-- DATA EXTRACTS follows --
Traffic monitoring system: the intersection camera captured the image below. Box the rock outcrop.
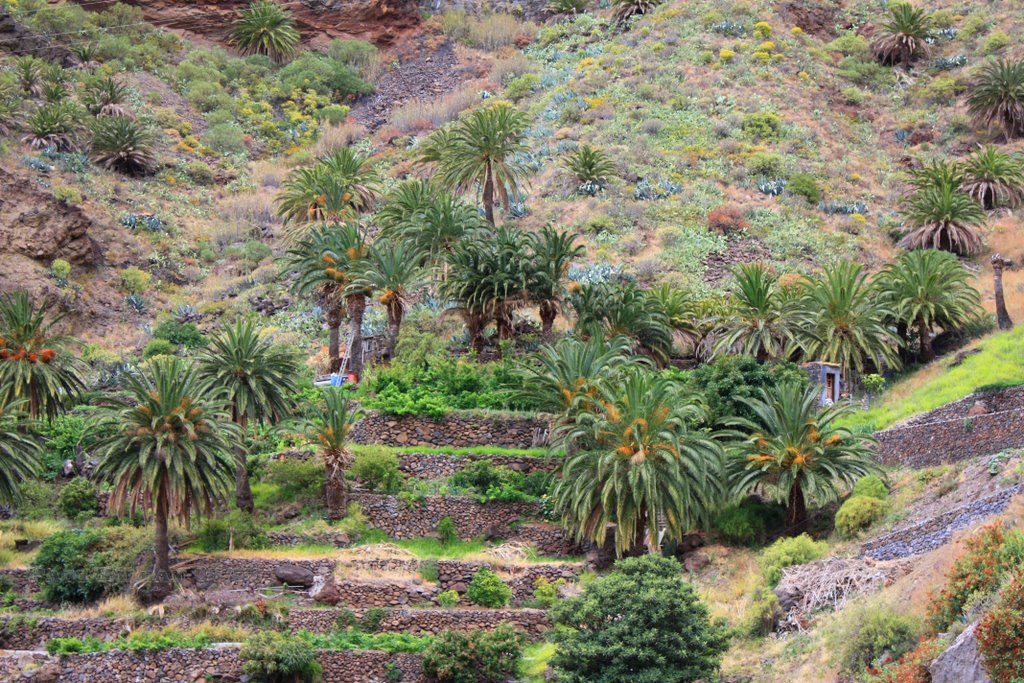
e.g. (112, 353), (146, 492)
(928, 622), (992, 683)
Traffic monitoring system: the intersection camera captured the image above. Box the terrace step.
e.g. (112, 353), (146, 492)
(276, 448), (559, 478)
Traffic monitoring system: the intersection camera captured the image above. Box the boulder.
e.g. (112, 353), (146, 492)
(274, 563), (315, 587)
(966, 401), (990, 417)
(311, 574), (342, 606)
(928, 621), (991, 683)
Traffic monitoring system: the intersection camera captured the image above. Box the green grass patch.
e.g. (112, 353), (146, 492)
(518, 641), (556, 682)
(842, 327), (1024, 431)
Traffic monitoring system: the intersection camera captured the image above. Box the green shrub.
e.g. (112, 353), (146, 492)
(837, 57), (893, 88)
(853, 475), (888, 500)
(240, 631), (322, 683)
(983, 31), (1010, 55)
(686, 355), (809, 425)
(977, 572), (1024, 683)
(185, 160), (215, 185)
(713, 500), (769, 545)
(505, 73), (540, 101)
(835, 495), (887, 539)
(451, 459), (507, 492)
(277, 52), (373, 97)
(204, 122), (247, 155)
(466, 568), (511, 608)
(314, 105), (349, 125)
(38, 414), (88, 480)
(436, 517), (458, 545)
(760, 534), (828, 586)
(14, 479), (57, 519)
(49, 258), (71, 284)
(152, 320), (207, 348)
(421, 623), (524, 683)
(825, 33), (871, 60)
(143, 338), (177, 359)
(741, 111), (782, 140)
(531, 576), (560, 607)
(57, 477), (99, 521)
(841, 86), (865, 105)
(47, 637), (89, 655)
(350, 450), (404, 494)
(438, 589), (460, 608)
(832, 602), (920, 673)
(32, 528), (106, 604)
(195, 510), (269, 551)
(261, 458), (325, 507)
(746, 152), (785, 178)
(550, 555), (729, 683)
(241, 240), (272, 265)
(741, 584), (782, 636)
(118, 267), (151, 295)
(787, 173), (821, 204)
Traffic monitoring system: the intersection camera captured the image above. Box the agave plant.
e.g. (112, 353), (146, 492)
(22, 102), (82, 151)
(564, 144), (616, 193)
(14, 56), (45, 98)
(82, 77), (131, 118)
(900, 180), (986, 255)
(90, 117), (158, 175)
(229, 0), (301, 64)
(871, 3), (931, 68)
(960, 145), (1024, 210)
(612, 0), (662, 23)
(967, 59), (1024, 139)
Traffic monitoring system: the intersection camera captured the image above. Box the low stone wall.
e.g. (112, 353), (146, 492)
(396, 451), (559, 479)
(0, 616), (135, 650)
(0, 647), (425, 683)
(266, 530), (351, 547)
(511, 522), (585, 557)
(177, 557), (335, 591)
(351, 493), (541, 539)
(351, 411), (550, 449)
(0, 568), (38, 595)
(289, 607), (550, 637)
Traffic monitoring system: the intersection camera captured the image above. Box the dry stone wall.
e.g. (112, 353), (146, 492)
(395, 451), (559, 479)
(351, 493), (541, 539)
(351, 411), (550, 448)
(289, 607), (550, 636)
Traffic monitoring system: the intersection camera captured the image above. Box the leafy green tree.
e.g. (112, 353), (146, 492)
(967, 58), (1024, 139)
(550, 554), (729, 683)
(379, 188), (488, 272)
(300, 389), (362, 519)
(0, 398), (40, 504)
(357, 240), (425, 361)
(870, 3), (931, 68)
(276, 149), (381, 230)
(434, 104), (530, 225)
(229, 0), (301, 64)
(92, 357), (237, 598)
(875, 249), (982, 362)
(422, 624), (524, 683)
(960, 144), (1024, 209)
(528, 226), (584, 339)
(714, 264), (797, 362)
(554, 368), (723, 556)
(727, 383), (878, 533)
(0, 292), (85, 420)
(686, 354), (809, 426)
(795, 262), (900, 383)
(197, 319), (300, 513)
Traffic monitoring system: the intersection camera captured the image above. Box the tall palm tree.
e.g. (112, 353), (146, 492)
(374, 178), (434, 234)
(648, 284), (702, 357)
(967, 58), (1024, 140)
(0, 292), (85, 420)
(300, 389), (362, 519)
(714, 264), (796, 362)
(960, 145), (1024, 210)
(276, 149), (381, 232)
(357, 240), (425, 362)
(229, 0), (301, 64)
(554, 367), (724, 556)
(528, 226), (584, 339)
(0, 397), (41, 504)
(727, 383), (878, 534)
(870, 3), (931, 69)
(436, 104), (530, 225)
(992, 254), (1014, 331)
(92, 357), (237, 598)
(876, 250), (982, 362)
(384, 192), (488, 271)
(572, 283), (674, 363)
(900, 179), (987, 255)
(795, 262), (900, 383)
(196, 320), (300, 513)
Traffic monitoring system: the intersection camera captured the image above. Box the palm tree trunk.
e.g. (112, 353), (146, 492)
(539, 301), (557, 340)
(385, 300), (402, 363)
(347, 293), (366, 376)
(234, 411), (254, 514)
(326, 304), (342, 373)
(152, 481), (171, 599)
(325, 463), (348, 520)
(483, 162), (495, 225)
(993, 255), (1014, 331)
(917, 315), (935, 363)
(786, 480), (808, 536)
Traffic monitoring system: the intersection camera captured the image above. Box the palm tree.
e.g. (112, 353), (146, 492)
(436, 104), (530, 225)
(992, 254), (1014, 331)
(612, 0), (661, 23)
(900, 179), (987, 255)
(571, 283), (674, 363)
(648, 284), (702, 357)
(554, 367), (724, 556)
(876, 250), (982, 363)
(0, 292), (85, 420)
(727, 383), (878, 534)
(374, 179), (434, 234)
(714, 264), (796, 362)
(384, 192), (488, 270)
(564, 144), (616, 192)
(960, 145), (1024, 210)
(300, 389), (362, 519)
(515, 335), (638, 418)
(276, 149), (381, 231)
(870, 3), (931, 69)
(90, 118), (158, 176)
(92, 357), (237, 598)
(229, 0), (301, 64)
(967, 59), (1024, 139)
(528, 226), (584, 339)
(196, 320), (300, 513)
(358, 240), (425, 361)
(795, 262), (900, 384)
(0, 398), (41, 504)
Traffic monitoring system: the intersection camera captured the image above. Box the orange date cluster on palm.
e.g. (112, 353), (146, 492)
(0, 342), (57, 364)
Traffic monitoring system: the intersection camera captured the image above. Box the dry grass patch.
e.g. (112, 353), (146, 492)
(391, 84), (483, 132)
(312, 122), (367, 158)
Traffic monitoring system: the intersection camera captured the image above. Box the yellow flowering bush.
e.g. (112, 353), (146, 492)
(719, 48), (736, 61)
(753, 21), (772, 38)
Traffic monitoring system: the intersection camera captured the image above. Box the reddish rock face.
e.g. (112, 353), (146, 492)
(88, 0), (421, 48)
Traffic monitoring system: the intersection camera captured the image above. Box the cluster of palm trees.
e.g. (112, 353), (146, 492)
(519, 334), (878, 554)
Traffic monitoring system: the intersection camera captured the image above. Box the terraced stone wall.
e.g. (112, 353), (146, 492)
(351, 411), (550, 449)
(351, 493), (542, 539)
(875, 405), (1024, 468)
(289, 607), (550, 637)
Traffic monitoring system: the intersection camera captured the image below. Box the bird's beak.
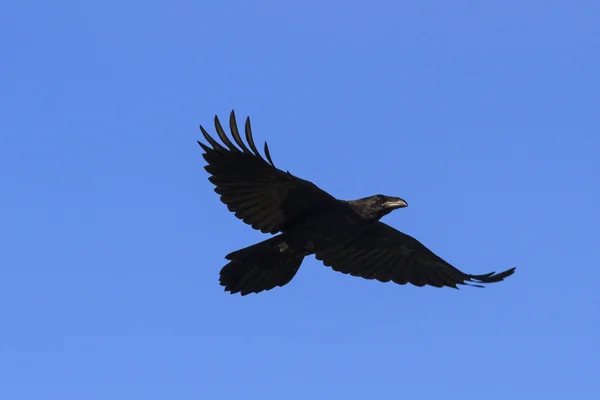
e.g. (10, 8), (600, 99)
(383, 198), (408, 209)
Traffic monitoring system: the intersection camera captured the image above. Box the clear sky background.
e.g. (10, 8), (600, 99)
(1, 1), (599, 399)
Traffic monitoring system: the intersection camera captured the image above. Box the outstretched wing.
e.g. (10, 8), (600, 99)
(198, 110), (338, 234)
(315, 221), (515, 289)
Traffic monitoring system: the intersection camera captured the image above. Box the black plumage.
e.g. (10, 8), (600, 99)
(198, 111), (515, 295)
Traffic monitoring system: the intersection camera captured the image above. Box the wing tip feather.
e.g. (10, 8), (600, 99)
(464, 267), (516, 287)
(198, 111), (277, 169)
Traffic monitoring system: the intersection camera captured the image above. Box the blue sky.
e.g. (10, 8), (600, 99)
(1, 0), (599, 398)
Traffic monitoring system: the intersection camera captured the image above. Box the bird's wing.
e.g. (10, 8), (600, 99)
(315, 221), (515, 288)
(198, 110), (339, 234)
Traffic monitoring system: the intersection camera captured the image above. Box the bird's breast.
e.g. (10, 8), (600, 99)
(284, 211), (372, 254)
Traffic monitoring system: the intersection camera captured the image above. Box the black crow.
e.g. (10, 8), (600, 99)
(198, 111), (515, 295)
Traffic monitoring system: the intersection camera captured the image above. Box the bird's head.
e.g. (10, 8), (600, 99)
(346, 194), (408, 221)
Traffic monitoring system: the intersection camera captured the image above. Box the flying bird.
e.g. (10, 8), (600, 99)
(198, 111), (515, 295)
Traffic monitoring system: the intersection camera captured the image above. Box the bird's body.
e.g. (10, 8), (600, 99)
(198, 111), (515, 295)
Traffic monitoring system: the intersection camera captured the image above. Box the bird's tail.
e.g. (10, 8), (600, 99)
(219, 235), (305, 295)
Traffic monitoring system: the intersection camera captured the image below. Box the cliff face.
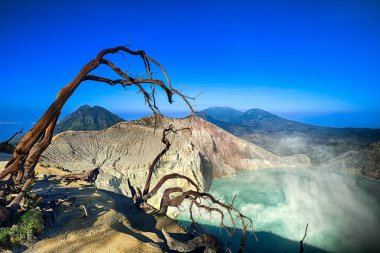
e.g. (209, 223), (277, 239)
(41, 116), (310, 201)
(135, 116), (310, 177)
(42, 123), (208, 198)
(323, 142), (380, 179)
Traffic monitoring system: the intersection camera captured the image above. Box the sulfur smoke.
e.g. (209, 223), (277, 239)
(180, 167), (380, 253)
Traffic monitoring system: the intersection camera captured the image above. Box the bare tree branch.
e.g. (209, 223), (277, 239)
(0, 46), (195, 225)
(128, 126), (254, 252)
(0, 128), (23, 153)
(299, 223), (309, 253)
(162, 228), (218, 253)
(1, 128), (23, 145)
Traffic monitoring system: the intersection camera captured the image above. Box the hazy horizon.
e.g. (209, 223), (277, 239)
(1, 0), (379, 138)
(1, 103), (379, 141)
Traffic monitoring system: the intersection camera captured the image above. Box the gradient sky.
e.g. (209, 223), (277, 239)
(0, 0), (380, 139)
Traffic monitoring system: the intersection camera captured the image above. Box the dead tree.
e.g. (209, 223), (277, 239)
(128, 125), (254, 252)
(0, 128), (23, 153)
(43, 168), (100, 185)
(0, 46), (252, 252)
(0, 46), (193, 225)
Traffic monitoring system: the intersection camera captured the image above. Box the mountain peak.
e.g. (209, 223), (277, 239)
(77, 104), (92, 110)
(242, 108), (280, 119)
(245, 108), (268, 113)
(55, 105), (124, 134)
(201, 106), (304, 131)
(233, 108), (296, 128)
(206, 106), (239, 110)
(244, 108), (274, 115)
(201, 107), (243, 122)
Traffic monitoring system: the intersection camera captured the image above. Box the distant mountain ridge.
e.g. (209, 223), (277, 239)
(201, 107), (363, 132)
(54, 105), (124, 134)
(200, 107), (380, 165)
(202, 107), (243, 122)
(232, 108), (307, 131)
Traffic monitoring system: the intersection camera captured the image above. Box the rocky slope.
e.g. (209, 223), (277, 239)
(41, 122), (205, 214)
(322, 142), (380, 179)
(137, 116), (310, 177)
(41, 116), (310, 208)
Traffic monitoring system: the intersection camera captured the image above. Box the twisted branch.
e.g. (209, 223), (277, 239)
(0, 45), (194, 221)
(0, 128), (23, 153)
(128, 126), (254, 252)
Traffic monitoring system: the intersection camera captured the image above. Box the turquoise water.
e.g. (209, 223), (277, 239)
(178, 168), (380, 253)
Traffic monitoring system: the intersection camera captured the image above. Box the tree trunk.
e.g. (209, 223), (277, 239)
(0, 46), (192, 222)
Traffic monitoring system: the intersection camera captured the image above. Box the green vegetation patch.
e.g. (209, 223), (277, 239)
(0, 209), (44, 247)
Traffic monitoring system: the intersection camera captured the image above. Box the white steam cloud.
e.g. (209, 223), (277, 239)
(179, 168), (380, 253)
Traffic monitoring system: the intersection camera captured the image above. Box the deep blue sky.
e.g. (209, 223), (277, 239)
(1, 0), (380, 139)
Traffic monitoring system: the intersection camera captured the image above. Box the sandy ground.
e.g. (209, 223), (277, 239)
(0, 162), (193, 253)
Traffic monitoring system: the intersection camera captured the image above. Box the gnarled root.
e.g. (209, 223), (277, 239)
(58, 168), (100, 184)
(162, 228), (218, 253)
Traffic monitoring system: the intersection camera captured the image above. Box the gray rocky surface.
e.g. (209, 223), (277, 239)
(41, 116), (311, 205)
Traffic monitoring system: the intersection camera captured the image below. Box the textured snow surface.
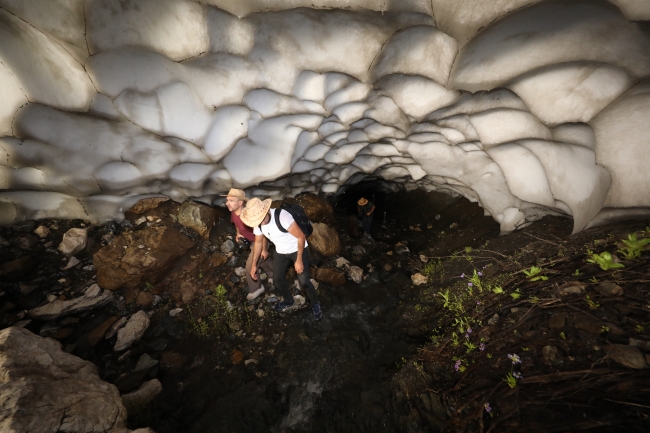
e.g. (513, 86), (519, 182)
(1, 0), (649, 233)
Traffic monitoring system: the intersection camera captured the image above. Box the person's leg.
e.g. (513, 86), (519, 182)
(245, 251), (262, 293)
(292, 249), (319, 306)
(272, 252), (293, 303)
(258, 254), (274, 281)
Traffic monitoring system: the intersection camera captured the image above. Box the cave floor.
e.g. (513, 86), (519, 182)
(1, 191), (649, 433)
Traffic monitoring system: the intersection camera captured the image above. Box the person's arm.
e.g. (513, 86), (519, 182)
(287, 222), (306, 274)
(261, 236), (269, 260)
(235, 226), (243, 242)
(249, 234), (264, 280)
(367, 204), (376, 216)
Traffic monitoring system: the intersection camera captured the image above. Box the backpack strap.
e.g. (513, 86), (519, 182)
(274, 206), (288, 233)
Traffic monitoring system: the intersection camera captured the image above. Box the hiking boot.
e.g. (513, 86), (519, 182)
(274, 300), (295, 311)
(246, 285), (265, 300)
(312, 303), (323, 321)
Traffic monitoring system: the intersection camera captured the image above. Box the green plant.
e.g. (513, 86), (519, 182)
(144, 282), (153, 292)
(635, 325), (644, 334)
(590, 276), (599, 283)
(492, 285), (504, 294)
(464, 340), (478, 353)
(601, 325), (610, 333)
(618, 233), (650, 260)
(439, 289), (451, 308)
(586, 250), (625, 271)
(529, 296), (539, 304)
(585, 295), (600, 310)
(523, 266), (548, 281)
(504, 372), (517, 389)
(573, 269), (581, 276)
(510, 288), (521, 300)
(559, 332), (566, 340)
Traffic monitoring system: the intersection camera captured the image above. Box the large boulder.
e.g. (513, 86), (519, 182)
(292, 193), (335, 225)
(0, 327), (128, 433)
(176, 200), (218, 239)
(93, 226), (195, 291)
(308, 223), (340, 257)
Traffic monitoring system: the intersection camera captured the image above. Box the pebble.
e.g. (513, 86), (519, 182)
(169, 308), (183, 317)
(235, 267), (247, 277)
(85, 284), (101, 298)
(348, 266), (364, 284)
(46, 294), (58, 303)
(62, 256), (81, 270)
(595, 281), (623, 296)
(548, 314), (566, 330)
(605, 344), (649, 370)
(33, 226), (50, 238)
(334, 257), (350, 268)
(411, 273), (428, 286)
(352, 246), (366, 255)
(221, 240), (235, 254)
(257, 309), (264, 317)
(488, 313), (499, 325)
(135, 217), (147, 225)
-- DATA EXTRACTS concluded --
Among the lines above, repeat exactly those from the line with "the blue sky." to the line with "the bird's wing.", counting both ends.

▶ _RESPONSE BOX_
Traffic monitoring system: the intersection camera captured the image above. Box the blue sky.
e.g. (10, 8), (600, 99)
(1, 0), (599, 398)
Traffic monitoring system: the intersection camera captured the image above. Box the bird's wing.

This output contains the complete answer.